Task directions ::
When you reach the line in the data below that contains "Target: bolted armor panel", please start repeating lines exactly, and stop after the line that contains "Task: Could you identify the rubber", repeating nothing else.

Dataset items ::
━━━━━━━━━━━━━━━━━━━━━━━━━━━━━━
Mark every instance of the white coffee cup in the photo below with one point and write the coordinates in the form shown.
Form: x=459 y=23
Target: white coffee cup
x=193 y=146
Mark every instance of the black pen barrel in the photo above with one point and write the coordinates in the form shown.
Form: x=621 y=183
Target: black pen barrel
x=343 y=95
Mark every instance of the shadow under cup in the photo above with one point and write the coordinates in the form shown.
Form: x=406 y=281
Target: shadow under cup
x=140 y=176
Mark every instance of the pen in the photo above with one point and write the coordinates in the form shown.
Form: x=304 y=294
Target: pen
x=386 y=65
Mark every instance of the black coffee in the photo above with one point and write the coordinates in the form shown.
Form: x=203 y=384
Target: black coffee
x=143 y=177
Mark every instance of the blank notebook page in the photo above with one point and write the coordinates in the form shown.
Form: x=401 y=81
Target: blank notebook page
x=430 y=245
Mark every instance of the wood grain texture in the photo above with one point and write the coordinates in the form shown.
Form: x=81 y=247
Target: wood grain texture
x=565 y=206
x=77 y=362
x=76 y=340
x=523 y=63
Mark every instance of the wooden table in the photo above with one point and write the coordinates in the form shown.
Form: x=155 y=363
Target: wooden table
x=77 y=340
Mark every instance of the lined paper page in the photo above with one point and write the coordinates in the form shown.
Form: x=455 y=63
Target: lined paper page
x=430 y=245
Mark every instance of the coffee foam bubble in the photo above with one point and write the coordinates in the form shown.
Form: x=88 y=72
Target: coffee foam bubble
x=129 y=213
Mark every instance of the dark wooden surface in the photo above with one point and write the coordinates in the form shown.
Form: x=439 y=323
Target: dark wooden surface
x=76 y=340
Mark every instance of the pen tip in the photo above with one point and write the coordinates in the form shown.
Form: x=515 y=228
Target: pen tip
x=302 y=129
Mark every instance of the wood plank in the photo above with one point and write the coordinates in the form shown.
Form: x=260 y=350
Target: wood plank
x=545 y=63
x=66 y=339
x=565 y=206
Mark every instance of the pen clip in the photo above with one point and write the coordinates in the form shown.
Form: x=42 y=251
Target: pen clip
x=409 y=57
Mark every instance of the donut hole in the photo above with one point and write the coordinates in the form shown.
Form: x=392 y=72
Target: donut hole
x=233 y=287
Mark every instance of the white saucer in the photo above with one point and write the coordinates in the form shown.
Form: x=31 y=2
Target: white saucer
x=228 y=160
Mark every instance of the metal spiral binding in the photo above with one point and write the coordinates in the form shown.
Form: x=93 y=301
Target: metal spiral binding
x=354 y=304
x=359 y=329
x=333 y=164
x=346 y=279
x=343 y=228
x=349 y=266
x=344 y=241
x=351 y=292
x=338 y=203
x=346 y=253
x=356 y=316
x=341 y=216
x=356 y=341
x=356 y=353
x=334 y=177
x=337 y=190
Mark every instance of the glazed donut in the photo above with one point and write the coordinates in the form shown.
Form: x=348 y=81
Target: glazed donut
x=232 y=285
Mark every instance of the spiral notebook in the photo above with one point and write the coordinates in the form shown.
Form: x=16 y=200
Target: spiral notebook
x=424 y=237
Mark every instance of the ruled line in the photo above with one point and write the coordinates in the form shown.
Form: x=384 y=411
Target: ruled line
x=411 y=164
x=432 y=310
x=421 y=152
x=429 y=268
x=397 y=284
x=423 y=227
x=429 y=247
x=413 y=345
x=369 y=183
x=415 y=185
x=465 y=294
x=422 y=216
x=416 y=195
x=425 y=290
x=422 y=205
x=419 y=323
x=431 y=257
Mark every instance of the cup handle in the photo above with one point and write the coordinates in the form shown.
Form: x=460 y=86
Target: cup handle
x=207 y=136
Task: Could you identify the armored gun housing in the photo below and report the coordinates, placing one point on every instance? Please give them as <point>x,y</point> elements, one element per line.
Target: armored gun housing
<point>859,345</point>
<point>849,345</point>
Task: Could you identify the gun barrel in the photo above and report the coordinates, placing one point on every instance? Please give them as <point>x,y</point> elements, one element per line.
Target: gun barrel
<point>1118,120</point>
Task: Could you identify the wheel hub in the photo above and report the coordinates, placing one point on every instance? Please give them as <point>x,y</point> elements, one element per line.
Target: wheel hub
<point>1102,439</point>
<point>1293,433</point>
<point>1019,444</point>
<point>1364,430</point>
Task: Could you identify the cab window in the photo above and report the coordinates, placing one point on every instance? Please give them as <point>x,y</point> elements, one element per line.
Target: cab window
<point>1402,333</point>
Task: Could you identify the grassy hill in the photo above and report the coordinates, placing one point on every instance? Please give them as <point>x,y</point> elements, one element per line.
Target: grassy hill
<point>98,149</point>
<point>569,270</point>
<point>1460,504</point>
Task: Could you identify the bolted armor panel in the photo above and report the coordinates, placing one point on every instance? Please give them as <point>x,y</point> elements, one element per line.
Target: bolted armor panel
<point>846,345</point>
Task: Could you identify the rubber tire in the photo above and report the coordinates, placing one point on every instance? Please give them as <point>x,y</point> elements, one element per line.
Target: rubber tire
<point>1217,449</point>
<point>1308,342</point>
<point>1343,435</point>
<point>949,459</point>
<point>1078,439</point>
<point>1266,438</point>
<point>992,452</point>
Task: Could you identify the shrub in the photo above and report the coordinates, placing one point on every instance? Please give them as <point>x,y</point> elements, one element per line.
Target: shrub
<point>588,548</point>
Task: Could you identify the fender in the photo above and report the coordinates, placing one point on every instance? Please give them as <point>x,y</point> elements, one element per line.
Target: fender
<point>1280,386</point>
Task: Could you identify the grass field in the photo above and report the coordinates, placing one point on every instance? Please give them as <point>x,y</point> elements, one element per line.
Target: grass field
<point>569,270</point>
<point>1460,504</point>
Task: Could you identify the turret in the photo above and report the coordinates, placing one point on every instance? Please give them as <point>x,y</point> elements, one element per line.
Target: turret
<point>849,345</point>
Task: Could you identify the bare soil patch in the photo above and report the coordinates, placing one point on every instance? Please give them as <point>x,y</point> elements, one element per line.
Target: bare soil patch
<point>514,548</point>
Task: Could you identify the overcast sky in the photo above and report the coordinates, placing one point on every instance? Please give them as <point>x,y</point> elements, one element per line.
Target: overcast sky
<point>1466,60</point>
━━━━━━━━━━━━━━━━━━━━━━━━━━━━━━
Result ::
Target: bolted armor panel
<point>846,345</point>
Task: Could you identify the rubber tire in the photo above and report the coordinates, placing one point on every instance? Please give them as <point>x,y</point> elements, one element per line.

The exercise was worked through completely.